Problem description: Beneath this instruction is a listing. Transcribe from it only the stretch from the line with "like [199, 37]." through the line with "like [161, 416].", both end lines included, exactly as written.

Entries provided:
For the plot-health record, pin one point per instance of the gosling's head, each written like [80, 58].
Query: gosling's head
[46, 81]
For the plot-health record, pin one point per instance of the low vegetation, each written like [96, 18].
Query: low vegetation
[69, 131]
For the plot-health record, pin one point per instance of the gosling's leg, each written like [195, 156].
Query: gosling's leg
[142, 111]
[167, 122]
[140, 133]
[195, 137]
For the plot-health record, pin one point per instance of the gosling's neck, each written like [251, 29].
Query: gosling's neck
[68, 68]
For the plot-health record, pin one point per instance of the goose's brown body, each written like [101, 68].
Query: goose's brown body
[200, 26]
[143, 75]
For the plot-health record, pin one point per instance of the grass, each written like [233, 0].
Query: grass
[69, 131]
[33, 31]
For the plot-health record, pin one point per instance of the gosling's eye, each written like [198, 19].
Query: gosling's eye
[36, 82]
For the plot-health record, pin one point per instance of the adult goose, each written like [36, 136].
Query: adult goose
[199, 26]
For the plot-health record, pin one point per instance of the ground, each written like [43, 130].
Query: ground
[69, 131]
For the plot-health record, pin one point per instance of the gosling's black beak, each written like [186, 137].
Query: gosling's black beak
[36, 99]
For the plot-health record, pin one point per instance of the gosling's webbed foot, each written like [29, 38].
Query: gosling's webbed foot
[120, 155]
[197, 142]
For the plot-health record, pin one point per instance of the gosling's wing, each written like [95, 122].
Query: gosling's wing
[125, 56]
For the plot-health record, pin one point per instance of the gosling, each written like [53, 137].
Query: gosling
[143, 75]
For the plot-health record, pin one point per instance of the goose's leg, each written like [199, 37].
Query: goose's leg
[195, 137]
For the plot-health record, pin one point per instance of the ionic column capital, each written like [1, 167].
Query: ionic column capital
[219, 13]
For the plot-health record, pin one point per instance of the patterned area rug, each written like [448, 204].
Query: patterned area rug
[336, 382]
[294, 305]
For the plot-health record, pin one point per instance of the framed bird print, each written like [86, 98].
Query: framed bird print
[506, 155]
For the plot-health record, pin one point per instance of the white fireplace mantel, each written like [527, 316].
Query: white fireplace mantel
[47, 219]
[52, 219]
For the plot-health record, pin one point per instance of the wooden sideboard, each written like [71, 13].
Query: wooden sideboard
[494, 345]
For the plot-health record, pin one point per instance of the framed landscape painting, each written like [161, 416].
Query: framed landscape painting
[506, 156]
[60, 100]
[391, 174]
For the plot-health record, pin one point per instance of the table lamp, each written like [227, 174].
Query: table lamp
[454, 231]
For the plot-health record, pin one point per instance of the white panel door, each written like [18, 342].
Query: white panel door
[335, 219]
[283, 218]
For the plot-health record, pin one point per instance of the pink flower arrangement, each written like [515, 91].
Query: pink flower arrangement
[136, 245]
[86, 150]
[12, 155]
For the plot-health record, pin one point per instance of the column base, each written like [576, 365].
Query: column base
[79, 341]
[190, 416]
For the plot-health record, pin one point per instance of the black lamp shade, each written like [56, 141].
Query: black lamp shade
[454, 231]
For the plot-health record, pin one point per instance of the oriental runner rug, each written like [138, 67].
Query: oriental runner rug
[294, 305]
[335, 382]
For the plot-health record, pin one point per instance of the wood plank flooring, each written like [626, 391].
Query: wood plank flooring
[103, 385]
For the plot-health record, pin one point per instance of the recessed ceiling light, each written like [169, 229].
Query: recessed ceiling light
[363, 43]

Result below:
For the plot-health record, pin one point per instance of the goose's leg, each written like [199, 37].
Query: goose's leg
[195, 137]
For the plot-health record, pin one point per instance of the ionic column capital, each written like [1, 167].
Query: ionic column capital
[219, 13]
For the plot-health record, pin one point per instance of the patterned area rug, each written like [448, 204].
Query: patterned area rug
[336, 382]
[294, 305]
For the plot-health record, pin one point per instance of the framed bird print, each written like [86, 98].
Query: framed bird print
[506, 155]
For the plot-health record, pin one point per instance of the white fireplace mantel, each written like [527, 316].
Query: white fireplace mantel
[47, 219]
[52, 219]
For the plot-health record, pin one point per instance of the wooden sideboard, each written like [71, 13].
Query: wooden sideboard
[494, 345]
For the plot-health record, pin one point per instance of the framed landscape painting, each written like [161, 416].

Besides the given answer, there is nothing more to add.